--- begin Provided entries ---
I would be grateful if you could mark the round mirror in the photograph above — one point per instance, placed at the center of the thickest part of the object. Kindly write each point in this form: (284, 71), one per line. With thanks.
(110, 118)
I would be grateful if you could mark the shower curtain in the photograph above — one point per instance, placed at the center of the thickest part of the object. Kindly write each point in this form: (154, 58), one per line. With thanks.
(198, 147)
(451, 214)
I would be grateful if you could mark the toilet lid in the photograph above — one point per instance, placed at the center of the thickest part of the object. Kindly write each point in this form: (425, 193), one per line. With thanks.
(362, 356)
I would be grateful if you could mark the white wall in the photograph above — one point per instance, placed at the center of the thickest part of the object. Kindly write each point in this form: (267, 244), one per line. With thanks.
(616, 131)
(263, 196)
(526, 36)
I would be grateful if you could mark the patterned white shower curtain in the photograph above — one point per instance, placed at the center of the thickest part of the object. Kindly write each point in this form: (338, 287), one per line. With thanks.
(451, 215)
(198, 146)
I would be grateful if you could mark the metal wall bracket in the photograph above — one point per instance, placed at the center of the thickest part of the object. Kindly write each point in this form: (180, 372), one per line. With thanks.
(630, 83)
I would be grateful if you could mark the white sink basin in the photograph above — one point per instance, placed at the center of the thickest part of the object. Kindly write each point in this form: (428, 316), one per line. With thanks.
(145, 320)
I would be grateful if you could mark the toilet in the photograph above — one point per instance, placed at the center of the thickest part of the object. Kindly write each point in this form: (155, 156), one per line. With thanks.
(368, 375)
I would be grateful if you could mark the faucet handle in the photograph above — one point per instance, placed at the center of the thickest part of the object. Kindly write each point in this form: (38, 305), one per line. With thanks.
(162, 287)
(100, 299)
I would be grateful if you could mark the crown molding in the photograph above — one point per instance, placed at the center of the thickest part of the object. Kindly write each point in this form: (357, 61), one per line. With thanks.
--- end Provided entries ---
What to work on
Present all of the entries above as a numbered list, omitting any blank lines.

Final result
1. I would be grateful if you could mark the round mirror in the photograph above — one point per instance, placed at the center of the thickest part of the object. Kindly write each point in this form: (284, 71), one per line. With thanks.
2. (110, 118)
3. I would be grateful if you could mark the shower curtain in the photograph above — one point per instance, placed at the center of the thickest part of the object. Kindly write each point in this form: (154, 58), one per line. With thanks.
4. (198, 147)
5. (451, 214)
6. I would be grateful if you could mark the toilet lid in the photograph above — one point per instance, placed at the center of the thickest part of the object. Kindly write each point in this form: (425, 193), one per line. With thanks.
7. (362, 356)
8. I would be grateful if you could mark the white wall in the photograph above — one point per instance, placed at the center of the thickest part of the object. Kindly write each point in this form: (267, 244), one per line. With thanks.
9. (616, 131)
10. (263, 196)
11. (526, 36)
12. I would be grateful if you could mark the patterned white shower curtain in the photograph above — one point per instance, placed at the center of the thickest part of the object. Kindly write each point in this form: (338, 287), one per line. With thanks.
13. (451, 215)
14. (198, 146)
15. I would be grateful if you could mark the metal wall bracket in the photograph above — one point per instance, placed at the center of the thickest part of the object. Kindly write each point in this form: (180, 372), one per line. With thanks.
16. (630, 83)
17. I would be grateful if you could mark the white sink basin in the photograph above — one point per instance, placed at the center of the thickest part of the object. Kindly write each point in this form: (428, 316), one per line. With thanks.
18. (145, 320)
19. I would be grateful if you could mark the toilet in the photograph above — one point per instance, placed at the center of the thickest part of the object. Kindly write each point in this form: (155, 156), one per line. With thanks.
20. (368, 375)
21. I would be grateful if you could mark the faucet handle in the photograph above — one point per instance, placed at the center of the thickest part of the object. Kindly write each point in this form: (38, 305), one per line. With thanks.
22. (162, 287)
23. (100, 299)
24. I would be grateful if you could mark the crown molding in the photograph above — one point per instance, placed at the center of the thickest part of the object. Kindly write each point in this form: (357, 61), one per line. With thanks.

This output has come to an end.